§ **Collection entries**
☆ ☆ ☆ ☆ ☆ ☆ ☆

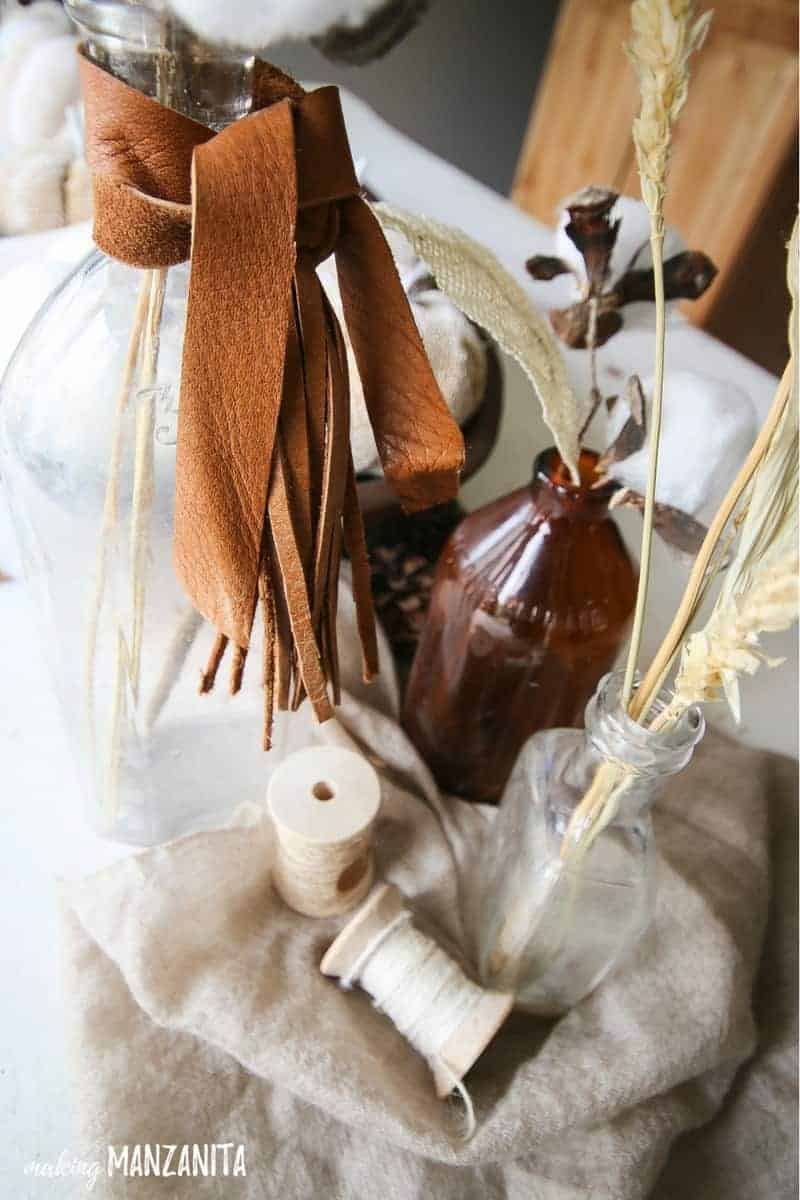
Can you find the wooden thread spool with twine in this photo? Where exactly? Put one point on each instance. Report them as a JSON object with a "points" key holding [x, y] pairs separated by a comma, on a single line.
{"points": [[447, 1019], [323, 802]]}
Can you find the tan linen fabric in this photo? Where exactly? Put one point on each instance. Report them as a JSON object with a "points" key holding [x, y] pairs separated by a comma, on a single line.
{"points": [[200, 1015]]}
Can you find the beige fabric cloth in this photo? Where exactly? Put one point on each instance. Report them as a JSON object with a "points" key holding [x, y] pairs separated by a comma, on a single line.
{"points": [[200, 1017]]}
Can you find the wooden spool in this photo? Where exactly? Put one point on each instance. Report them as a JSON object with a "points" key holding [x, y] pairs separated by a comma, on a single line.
{"points": [[323, 802], [465, 1045]]}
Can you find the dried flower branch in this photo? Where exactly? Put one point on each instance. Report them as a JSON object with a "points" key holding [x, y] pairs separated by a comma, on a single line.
{"points": [[761, 595], [763, 498], [481, 287], [665, 35]]}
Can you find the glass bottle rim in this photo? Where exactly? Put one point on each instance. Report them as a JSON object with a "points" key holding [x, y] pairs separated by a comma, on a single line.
{"points": [[551, 471], [618, 737]]}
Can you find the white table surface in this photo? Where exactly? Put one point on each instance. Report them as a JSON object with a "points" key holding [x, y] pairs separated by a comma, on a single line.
{"points": [[40, 826]]}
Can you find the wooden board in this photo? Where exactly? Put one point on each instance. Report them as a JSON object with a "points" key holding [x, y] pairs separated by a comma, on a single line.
{"points": [[731, 145]]}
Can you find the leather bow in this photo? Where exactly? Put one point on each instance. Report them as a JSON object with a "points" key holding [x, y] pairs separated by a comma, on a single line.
{"points": [[265, 492]]}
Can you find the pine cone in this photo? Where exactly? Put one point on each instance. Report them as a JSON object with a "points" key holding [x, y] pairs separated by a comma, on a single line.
{"points": [[403, 553]]}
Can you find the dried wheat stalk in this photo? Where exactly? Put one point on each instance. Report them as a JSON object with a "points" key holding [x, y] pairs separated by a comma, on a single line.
{"points": [[665, 36], [759, 594]]}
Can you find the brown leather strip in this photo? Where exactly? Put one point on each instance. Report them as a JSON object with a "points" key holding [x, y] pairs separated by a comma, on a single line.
{"points": [[335, 465], [330, 633], [232, 382], [356, 547], [314, 363], [264, 409], [268, 658], [236, 670], [296, 597], [294, 439], [421, 448], [138, 151], [209, 675]]}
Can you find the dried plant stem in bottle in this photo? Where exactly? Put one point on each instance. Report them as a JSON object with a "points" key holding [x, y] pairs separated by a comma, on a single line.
{"points": [[665, 35]]}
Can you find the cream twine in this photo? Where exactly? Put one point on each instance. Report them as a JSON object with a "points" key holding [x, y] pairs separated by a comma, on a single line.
{"points": [[422, 990], [324, 802], [323, 879]]}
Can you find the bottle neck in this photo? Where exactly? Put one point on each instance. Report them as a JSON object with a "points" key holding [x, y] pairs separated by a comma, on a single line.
{"points": [[557, 495], [151, 51], [647, 757]]}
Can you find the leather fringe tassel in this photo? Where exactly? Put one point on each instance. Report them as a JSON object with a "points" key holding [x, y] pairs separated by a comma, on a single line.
{"points": [[312, 511]]}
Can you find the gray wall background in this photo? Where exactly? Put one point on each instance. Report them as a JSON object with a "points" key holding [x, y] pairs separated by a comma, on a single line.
{"points": [[461, 83]]}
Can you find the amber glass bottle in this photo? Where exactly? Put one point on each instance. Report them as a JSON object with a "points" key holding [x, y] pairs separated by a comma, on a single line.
{"points": [[531, 601]]}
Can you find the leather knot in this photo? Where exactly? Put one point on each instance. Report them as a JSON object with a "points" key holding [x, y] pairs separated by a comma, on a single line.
{"points": [[265, 492]]}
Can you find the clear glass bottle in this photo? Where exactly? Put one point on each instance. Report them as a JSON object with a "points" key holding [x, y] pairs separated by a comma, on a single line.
{"points": [[553, 925], [529, 609], [89, 462]]}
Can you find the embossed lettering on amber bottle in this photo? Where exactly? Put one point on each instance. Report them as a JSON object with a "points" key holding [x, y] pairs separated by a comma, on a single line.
{"points": [[530, 605]]}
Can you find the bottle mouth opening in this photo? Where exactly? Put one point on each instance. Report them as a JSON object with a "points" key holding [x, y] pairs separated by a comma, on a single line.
{"points": [[615, 733], [549, 468]]}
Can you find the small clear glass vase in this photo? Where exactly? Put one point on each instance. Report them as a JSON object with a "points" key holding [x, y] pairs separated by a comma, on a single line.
{"points": [[89, 436], [560, 910]]}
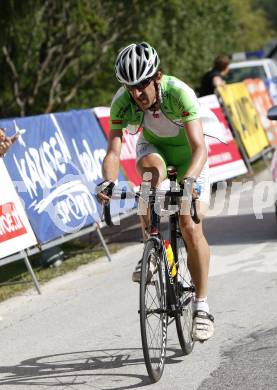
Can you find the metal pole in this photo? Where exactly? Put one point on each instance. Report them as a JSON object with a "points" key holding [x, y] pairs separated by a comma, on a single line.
{"points": [[106, 249], [28, 265]]}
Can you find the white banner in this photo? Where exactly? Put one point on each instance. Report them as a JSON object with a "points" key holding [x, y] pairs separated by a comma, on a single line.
{"points": [[16, 233]]}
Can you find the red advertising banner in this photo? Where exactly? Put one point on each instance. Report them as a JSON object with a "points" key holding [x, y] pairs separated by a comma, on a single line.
{"points": [[262, 102], [128, 151], [16, 233], [224, 158]]}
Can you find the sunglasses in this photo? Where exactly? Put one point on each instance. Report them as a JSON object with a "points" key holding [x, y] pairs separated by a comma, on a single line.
{"points": [[139, 86]]}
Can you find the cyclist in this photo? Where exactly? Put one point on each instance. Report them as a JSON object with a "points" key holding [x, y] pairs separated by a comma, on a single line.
{"points": [[168, 111]]}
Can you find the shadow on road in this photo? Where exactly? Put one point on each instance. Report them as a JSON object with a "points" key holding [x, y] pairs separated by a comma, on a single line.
{"points": [[87, 368]]}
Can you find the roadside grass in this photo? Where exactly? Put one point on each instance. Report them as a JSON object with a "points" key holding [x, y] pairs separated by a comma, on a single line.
{"points": [[15, 279]]}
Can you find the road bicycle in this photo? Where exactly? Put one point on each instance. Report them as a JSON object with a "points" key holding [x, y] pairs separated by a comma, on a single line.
{"points": [[166, 295]]}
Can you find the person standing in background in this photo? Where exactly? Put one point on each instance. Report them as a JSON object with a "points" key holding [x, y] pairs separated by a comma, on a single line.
{"points": [[6, 142], [215, 77]]}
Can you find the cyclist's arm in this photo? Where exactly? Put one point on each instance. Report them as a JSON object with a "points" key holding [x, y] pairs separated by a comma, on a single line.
{"points": [[194, 132], [110, 167]]}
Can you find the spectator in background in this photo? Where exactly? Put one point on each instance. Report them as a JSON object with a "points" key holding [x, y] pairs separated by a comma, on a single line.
{"points": [[6, 142], [214, 77]]}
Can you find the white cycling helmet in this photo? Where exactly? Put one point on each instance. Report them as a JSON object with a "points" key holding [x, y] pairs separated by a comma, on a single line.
{"points": [[136, 63]]}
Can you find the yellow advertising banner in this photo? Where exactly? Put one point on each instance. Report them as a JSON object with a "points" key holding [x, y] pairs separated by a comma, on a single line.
{"points": [[244, 117], [262, 102]]}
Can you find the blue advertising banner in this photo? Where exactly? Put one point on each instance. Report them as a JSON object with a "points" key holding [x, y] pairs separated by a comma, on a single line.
{"points": [[55, 166]]}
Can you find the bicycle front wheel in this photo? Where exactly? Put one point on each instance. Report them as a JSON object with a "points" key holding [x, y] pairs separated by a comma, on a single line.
{"points": [[184, 294], [153, 315]]}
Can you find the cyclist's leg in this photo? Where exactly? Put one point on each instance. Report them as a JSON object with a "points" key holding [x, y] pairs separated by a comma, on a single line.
{"points": [[152, 168], [198, 258]]}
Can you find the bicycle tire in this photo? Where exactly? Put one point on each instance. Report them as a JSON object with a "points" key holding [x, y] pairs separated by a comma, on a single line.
{"points": [[154, 310], [184, 294]]}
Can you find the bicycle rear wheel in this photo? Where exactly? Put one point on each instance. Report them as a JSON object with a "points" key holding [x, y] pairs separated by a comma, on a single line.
{"points": [[153, 316], [184, 295]]}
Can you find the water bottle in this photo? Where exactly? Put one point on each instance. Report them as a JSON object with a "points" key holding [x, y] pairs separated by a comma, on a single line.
{"points": [[170, 257]]}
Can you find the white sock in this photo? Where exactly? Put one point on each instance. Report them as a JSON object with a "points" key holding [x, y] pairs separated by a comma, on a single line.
{"points": [[201, 304]]}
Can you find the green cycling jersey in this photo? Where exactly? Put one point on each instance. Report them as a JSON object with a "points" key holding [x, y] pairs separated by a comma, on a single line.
{"points": [[164, 128]]}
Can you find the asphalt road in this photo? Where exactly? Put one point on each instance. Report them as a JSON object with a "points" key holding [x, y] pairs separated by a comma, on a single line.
{"points": [[83, 331]]}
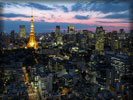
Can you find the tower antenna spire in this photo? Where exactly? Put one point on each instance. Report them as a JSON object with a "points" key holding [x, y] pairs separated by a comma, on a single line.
{"points": [[31, 11]]}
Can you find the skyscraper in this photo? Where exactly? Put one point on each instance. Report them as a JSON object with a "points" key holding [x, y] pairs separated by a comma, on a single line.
{"points": [[22, 31], [32, 42], [57, 31], [71, 29], [99, 29]]}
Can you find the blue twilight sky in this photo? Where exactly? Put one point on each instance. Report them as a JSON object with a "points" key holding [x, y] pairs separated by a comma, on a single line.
{"points": [[82, 14]]}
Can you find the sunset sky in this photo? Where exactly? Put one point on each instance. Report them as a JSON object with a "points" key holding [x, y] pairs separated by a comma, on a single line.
{"points": [[83, 15]]}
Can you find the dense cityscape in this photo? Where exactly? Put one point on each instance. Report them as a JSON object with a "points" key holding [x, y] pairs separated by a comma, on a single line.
{"points": [[68, 65]]}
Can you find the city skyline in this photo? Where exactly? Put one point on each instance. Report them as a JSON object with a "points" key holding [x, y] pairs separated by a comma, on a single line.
{"points": [[83, 15]]}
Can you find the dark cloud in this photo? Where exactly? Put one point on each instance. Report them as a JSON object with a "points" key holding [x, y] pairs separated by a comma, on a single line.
{"points": [[40, 26], [118, 16], [104, 7], [39, 6], [10, 15], [64, 8], [81, 17]]}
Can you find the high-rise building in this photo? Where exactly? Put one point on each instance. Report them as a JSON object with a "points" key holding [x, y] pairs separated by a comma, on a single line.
{"points": [[32, 42], [99, 29], [22, 31], [57, 31], [100, 38], [71, 29]]}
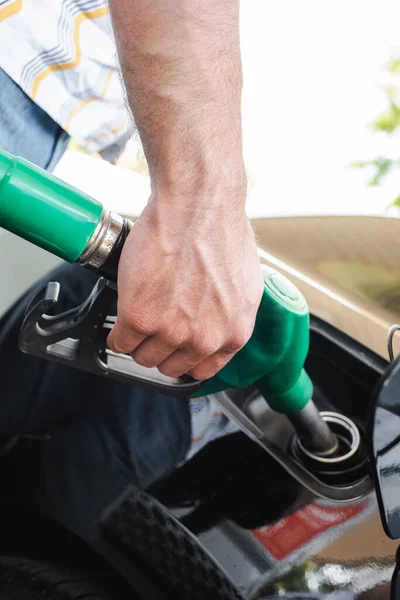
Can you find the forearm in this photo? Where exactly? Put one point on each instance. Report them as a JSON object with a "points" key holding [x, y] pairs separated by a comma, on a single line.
{"points": [[182, 70]]}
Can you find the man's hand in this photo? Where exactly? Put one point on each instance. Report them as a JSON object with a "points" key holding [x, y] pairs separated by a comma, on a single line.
{"points": [[189, 281], [189, 287]]}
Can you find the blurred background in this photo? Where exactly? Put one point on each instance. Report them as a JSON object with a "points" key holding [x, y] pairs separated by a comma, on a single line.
{"points": [[317, 75], [321, 113]]}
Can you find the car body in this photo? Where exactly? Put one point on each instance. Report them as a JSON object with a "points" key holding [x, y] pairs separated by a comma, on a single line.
{"points": [[232, 522]]}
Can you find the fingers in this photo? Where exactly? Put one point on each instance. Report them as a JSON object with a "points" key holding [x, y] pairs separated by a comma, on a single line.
{"points": [[181, 362], [175, 355], [124, 339]]}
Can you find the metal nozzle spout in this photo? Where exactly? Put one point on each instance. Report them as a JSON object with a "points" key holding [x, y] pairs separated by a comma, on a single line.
{"points": [[314, 433]]}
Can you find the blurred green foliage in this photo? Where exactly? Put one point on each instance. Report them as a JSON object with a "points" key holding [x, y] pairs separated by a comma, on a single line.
{"points": [[387, 122]]}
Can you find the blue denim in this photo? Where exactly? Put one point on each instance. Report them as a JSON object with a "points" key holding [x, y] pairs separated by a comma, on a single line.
{"points": [[103, 435], [26, 130]]}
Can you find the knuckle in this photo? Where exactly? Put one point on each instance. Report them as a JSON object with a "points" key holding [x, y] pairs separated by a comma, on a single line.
{"points": [[201, 373], [142, 325], [172, 337], [143, 360], [205, 347], [169, 371], [117, 346], [237, 341]]}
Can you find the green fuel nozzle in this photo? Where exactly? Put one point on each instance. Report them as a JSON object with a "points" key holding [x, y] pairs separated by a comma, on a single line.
{"points": [[40, 208], [45, 211], [55, 216]]}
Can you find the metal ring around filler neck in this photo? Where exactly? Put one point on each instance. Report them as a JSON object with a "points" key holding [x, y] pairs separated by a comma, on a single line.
{"points": [[354, 439]]}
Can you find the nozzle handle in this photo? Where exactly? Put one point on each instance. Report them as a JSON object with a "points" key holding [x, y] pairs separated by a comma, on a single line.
{"points": [[274, 357]]}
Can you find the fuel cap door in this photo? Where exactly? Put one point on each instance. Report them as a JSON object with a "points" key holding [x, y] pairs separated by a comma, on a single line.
{"points": [[385, 433]]}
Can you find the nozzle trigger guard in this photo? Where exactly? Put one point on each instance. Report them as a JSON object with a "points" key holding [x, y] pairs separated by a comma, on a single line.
{"points": [[77, 338]]}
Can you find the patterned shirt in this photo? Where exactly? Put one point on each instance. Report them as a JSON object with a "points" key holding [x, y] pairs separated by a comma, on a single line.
{"points": [[62, 54]]}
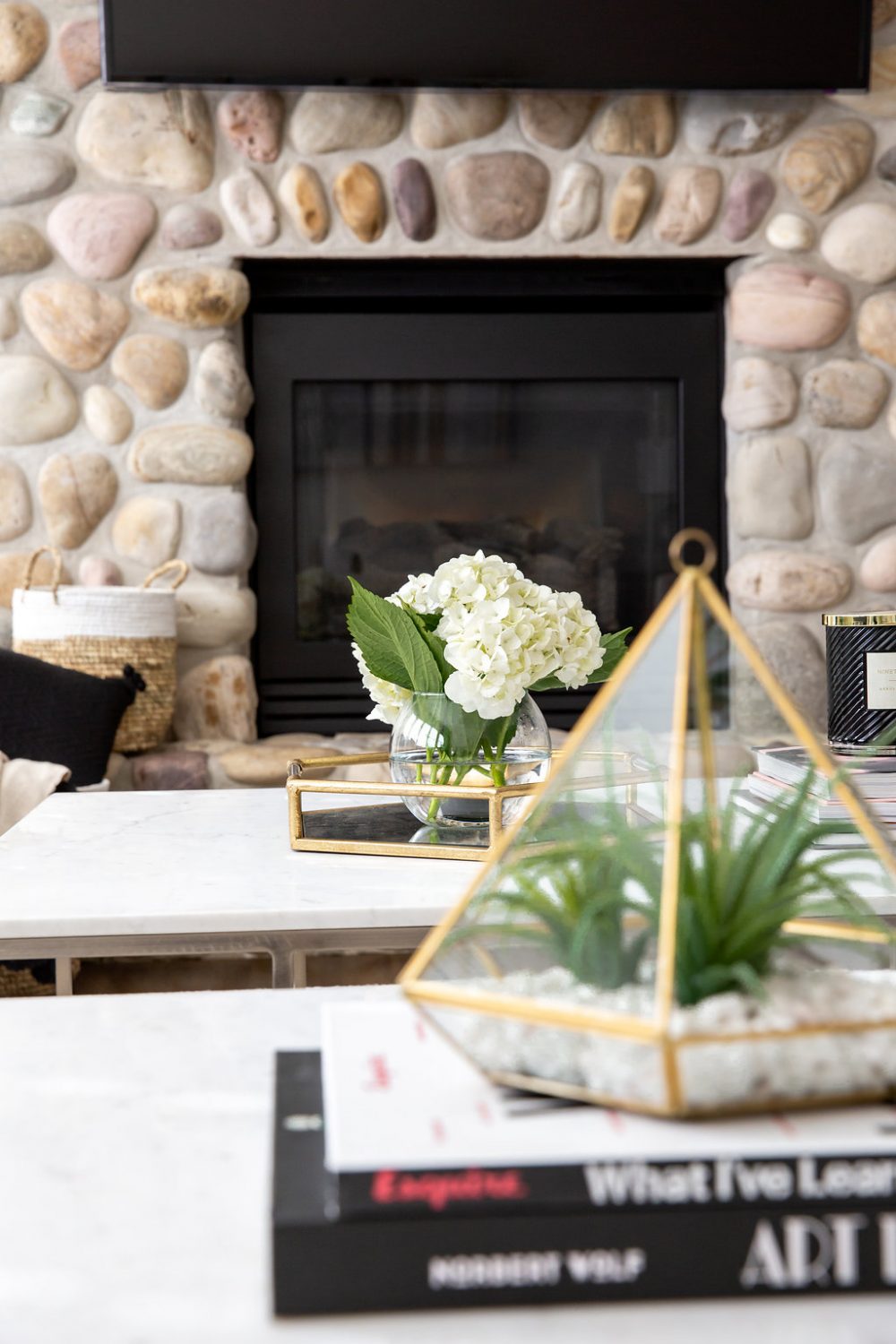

☆ ☆ ☆ ☆ ☆ ☆ ☆

§ **GIVEN REQUEST**
Which lines in the listing above contain the word "tower"? Pull out each one in full.

§ **TASK OUTPUT**
Can you find the tower antenna spire in this photo? Where exactly? Put one point on each instance. Report them as a JSON object with a "points" key holding [x, y] pairs separated by a comma, on a single line.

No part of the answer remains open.